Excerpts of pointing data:
---

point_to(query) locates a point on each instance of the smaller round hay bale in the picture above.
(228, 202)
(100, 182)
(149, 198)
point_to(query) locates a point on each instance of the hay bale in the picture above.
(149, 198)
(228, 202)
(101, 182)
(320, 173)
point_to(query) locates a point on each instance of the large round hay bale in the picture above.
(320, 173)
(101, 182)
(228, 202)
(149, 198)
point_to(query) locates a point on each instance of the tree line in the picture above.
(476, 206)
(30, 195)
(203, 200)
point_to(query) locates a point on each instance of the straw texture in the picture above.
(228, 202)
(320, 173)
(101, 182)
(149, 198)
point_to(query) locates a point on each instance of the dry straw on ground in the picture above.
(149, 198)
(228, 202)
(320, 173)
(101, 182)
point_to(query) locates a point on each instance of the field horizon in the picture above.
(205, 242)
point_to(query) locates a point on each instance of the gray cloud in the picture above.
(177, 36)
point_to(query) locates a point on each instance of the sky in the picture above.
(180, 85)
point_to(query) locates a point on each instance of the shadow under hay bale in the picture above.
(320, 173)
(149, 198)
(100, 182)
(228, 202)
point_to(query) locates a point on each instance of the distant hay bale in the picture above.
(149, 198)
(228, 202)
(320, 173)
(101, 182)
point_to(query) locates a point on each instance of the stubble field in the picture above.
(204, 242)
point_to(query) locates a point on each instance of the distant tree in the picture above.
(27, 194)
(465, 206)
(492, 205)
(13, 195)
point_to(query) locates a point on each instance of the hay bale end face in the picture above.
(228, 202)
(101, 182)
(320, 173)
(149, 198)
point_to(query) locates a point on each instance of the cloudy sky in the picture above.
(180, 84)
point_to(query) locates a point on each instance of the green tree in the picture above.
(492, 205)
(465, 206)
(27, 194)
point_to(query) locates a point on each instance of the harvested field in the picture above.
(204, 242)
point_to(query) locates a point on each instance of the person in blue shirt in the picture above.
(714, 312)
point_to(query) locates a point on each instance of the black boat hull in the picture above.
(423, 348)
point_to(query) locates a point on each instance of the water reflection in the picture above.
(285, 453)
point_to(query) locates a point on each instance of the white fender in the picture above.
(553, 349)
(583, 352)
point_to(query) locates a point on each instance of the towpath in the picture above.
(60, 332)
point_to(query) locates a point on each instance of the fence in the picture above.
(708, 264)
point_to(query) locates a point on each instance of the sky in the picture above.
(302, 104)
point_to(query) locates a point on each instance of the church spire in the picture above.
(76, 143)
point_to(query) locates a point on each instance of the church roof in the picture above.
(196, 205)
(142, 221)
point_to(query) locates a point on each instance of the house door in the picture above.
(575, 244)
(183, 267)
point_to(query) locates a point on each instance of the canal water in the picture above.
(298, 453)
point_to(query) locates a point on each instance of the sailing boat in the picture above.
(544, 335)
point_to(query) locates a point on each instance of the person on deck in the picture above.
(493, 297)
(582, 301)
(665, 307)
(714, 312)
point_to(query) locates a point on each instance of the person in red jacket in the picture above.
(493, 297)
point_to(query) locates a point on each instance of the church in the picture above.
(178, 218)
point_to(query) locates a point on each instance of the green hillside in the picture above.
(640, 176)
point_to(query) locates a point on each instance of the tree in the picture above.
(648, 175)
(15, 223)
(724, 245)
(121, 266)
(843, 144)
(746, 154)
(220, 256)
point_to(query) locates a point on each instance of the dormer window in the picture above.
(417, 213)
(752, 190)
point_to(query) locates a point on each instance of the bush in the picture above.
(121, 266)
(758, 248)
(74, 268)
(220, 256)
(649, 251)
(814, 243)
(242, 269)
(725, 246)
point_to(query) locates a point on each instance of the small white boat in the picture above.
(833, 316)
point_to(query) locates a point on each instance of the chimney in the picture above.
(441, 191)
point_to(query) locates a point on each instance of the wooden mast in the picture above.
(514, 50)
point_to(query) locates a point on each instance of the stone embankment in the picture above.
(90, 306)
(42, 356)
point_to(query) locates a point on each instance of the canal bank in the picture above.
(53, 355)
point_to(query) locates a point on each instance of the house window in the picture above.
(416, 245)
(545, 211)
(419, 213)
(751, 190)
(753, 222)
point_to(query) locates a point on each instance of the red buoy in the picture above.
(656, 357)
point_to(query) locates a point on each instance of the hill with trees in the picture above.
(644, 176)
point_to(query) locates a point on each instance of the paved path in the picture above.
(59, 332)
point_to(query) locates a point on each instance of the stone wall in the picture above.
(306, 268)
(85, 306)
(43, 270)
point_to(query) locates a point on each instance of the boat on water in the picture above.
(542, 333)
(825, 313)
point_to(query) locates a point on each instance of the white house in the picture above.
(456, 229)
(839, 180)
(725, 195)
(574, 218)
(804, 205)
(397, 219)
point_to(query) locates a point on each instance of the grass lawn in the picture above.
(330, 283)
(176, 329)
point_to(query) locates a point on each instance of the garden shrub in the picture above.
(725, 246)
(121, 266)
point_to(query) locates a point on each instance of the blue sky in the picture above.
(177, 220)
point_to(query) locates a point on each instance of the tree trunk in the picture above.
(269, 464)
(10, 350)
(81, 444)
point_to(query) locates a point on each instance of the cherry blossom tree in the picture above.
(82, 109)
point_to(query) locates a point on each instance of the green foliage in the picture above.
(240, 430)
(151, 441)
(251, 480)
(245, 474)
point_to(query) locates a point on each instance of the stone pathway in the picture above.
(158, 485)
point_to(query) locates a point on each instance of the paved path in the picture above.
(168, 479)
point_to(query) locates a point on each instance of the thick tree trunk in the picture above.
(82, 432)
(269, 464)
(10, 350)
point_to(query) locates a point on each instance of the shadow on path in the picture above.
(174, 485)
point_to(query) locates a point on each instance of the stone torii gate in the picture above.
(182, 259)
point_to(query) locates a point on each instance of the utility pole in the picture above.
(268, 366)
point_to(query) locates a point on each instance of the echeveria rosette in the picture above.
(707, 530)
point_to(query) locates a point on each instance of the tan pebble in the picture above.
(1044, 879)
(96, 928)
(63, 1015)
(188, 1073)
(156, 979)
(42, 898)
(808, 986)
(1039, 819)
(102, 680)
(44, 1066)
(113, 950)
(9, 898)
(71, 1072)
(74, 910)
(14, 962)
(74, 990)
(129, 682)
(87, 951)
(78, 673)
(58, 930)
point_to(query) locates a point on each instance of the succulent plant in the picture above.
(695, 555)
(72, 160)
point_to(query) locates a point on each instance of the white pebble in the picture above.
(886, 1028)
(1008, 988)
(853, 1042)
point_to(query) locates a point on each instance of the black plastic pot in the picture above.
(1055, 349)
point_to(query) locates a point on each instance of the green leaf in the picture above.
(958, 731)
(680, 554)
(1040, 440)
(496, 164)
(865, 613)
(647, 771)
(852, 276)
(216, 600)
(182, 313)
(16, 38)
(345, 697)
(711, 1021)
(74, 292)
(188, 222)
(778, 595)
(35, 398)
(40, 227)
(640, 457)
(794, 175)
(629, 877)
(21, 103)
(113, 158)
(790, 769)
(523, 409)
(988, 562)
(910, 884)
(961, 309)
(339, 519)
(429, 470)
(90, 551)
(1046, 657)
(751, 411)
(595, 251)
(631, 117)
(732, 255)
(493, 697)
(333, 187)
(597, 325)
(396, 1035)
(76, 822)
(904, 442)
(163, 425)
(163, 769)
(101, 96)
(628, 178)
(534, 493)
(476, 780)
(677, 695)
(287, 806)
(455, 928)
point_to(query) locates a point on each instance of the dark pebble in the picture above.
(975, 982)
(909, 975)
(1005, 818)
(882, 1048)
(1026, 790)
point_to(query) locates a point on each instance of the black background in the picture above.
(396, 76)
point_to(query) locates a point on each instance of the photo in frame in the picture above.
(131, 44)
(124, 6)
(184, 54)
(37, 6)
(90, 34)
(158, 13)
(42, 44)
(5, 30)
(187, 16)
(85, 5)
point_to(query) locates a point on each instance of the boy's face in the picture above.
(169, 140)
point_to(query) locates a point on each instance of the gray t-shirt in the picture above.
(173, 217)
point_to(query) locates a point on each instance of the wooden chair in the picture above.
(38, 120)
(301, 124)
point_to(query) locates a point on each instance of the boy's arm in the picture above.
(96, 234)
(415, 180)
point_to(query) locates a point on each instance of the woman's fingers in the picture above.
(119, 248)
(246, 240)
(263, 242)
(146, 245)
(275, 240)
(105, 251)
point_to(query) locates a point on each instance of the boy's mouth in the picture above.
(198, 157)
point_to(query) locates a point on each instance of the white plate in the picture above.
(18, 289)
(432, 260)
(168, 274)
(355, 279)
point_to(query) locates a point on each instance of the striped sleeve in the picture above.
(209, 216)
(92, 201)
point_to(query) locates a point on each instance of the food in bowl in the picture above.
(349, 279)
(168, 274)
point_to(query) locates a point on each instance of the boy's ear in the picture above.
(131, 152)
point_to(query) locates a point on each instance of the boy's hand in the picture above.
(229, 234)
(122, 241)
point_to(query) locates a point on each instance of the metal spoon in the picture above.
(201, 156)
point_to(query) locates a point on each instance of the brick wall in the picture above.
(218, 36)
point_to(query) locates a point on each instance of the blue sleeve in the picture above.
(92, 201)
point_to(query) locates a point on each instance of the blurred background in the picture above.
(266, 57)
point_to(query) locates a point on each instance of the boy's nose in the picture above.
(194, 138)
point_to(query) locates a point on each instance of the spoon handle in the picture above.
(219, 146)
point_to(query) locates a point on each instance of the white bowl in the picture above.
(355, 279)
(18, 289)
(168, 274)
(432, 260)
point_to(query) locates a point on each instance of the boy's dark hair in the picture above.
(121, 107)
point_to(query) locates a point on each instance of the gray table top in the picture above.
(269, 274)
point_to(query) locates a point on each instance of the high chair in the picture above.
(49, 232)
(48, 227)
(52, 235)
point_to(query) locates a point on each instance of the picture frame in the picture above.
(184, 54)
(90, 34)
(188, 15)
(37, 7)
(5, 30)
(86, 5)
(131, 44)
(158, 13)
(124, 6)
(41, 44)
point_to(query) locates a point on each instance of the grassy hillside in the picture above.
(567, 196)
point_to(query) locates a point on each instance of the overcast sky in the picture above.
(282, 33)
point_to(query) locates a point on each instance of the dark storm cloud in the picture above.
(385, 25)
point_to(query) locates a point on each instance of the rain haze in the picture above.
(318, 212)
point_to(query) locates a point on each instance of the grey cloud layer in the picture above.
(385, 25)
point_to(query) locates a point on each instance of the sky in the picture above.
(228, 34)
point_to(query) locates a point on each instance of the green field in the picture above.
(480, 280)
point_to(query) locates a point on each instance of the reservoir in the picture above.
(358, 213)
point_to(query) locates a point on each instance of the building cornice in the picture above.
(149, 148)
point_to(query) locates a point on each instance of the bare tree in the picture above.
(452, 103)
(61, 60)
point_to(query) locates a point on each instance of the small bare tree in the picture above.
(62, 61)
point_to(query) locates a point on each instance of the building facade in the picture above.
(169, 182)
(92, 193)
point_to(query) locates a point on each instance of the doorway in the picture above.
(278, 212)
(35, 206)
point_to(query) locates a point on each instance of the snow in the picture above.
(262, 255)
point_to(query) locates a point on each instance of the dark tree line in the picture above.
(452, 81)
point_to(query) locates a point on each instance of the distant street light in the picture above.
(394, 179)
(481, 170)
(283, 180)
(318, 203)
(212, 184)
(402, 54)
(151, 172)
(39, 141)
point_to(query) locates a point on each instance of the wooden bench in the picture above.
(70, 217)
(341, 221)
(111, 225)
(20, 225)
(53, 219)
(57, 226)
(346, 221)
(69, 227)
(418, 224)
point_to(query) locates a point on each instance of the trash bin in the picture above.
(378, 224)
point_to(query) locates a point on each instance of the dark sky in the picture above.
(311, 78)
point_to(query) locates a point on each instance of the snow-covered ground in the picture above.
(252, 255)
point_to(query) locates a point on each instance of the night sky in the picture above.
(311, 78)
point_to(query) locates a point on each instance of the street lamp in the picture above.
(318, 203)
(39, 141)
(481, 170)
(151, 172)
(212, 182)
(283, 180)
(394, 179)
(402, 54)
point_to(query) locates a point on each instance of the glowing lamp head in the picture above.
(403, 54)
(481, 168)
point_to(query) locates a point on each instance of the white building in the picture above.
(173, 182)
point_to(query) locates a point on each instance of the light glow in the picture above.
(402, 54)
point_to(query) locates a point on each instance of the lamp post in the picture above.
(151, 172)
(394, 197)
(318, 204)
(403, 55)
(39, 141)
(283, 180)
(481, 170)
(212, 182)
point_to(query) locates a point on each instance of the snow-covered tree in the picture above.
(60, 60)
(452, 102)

---

Written request — Reproduce, without alteration, the part of the material above that opens with the line containing "point_to(query) locates a point on each instance of the utility" and closes with the line containing "(853, 1042)", including both of those lines.

Task answer —
point_to(query) locates a point on each instance of the utility pole in the picture above.
(268, 366)
point_to(query) locates a point on each instance of the echeveria rosette in the picture above.
(707, 530)
point_to(query) locates a point on each instance of the tan pebble in the picture above.
(1044, 879)
(96, 928)
(63, 1015)
(188, 1073)
(156, 979)
(42, 898)
(808, 986)
(1039, 819)
(102, 680)
(44, 1066)
(113, 950)
(9, 898)
(71, 1072)
(74, 910)
(14, 962)
(74, 990)
(129, 682)
(87, 951)
(78, 673)
(58, 930)
point_to(query) locates a point on each instance of the succulent plant in the picture above.
(695, 555)
(72, 160)
point_to(query) locates a point on each instance of the white pebble in the picture above.
(886, 1028)
(1008, 988)
(853, 1042)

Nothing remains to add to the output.